Instructions to follow: Find each line in the records that contains the string "instance" with matching case, and copy those lines.

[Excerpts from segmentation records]
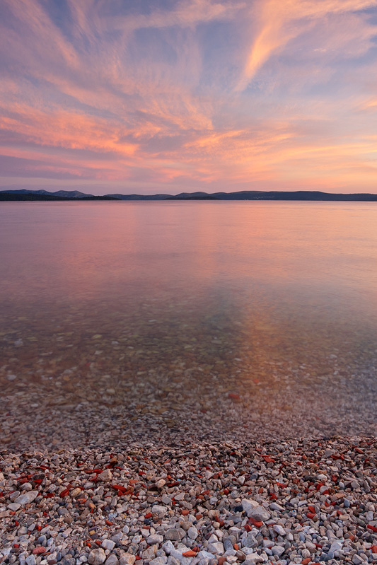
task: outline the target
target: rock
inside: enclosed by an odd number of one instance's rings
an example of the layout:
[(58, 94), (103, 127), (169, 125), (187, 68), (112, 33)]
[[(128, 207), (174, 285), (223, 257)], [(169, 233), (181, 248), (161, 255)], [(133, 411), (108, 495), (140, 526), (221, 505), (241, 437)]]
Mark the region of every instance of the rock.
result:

--

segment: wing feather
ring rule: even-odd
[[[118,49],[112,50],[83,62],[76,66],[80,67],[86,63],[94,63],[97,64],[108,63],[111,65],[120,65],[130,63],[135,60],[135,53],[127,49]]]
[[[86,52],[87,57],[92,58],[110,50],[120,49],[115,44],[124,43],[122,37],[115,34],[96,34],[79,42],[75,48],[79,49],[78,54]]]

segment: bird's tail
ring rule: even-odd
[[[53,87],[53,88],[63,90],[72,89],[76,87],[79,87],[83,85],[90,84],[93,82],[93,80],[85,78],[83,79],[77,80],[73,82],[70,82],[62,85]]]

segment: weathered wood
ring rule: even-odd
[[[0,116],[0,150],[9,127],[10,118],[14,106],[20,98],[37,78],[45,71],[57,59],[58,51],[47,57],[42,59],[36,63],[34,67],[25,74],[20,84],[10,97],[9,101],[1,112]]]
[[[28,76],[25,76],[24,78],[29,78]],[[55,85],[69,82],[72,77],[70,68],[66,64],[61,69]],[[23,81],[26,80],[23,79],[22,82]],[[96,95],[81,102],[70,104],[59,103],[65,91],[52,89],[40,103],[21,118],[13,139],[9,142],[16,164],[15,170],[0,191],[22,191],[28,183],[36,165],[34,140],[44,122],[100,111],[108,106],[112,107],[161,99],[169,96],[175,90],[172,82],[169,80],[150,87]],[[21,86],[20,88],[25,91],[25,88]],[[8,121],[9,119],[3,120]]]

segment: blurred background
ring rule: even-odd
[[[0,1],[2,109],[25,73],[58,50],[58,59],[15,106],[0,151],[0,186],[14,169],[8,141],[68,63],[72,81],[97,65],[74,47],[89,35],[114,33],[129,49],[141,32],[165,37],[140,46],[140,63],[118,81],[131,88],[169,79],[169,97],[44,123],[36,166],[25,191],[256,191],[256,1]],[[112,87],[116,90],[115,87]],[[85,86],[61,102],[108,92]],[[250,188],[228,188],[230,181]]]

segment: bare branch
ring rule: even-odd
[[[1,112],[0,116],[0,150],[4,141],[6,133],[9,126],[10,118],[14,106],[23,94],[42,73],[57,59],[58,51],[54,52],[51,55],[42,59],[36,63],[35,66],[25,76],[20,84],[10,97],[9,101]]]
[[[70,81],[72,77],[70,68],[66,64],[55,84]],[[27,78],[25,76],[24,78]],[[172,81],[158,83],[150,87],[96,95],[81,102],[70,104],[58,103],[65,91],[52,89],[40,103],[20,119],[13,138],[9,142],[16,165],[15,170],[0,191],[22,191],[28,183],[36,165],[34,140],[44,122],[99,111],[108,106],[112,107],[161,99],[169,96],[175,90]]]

...

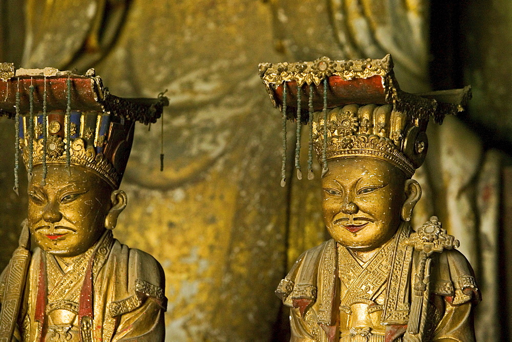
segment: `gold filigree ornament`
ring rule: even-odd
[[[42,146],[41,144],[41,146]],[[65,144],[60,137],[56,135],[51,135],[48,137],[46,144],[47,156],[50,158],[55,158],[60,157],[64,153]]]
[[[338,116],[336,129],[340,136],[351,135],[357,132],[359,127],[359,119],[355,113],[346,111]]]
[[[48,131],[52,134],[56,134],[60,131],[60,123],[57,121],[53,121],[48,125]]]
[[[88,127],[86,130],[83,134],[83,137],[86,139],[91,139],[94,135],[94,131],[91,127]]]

Problem solution:
inside: enclosed by an odd number of one instance's rings
Mark the region of every instance of the rock.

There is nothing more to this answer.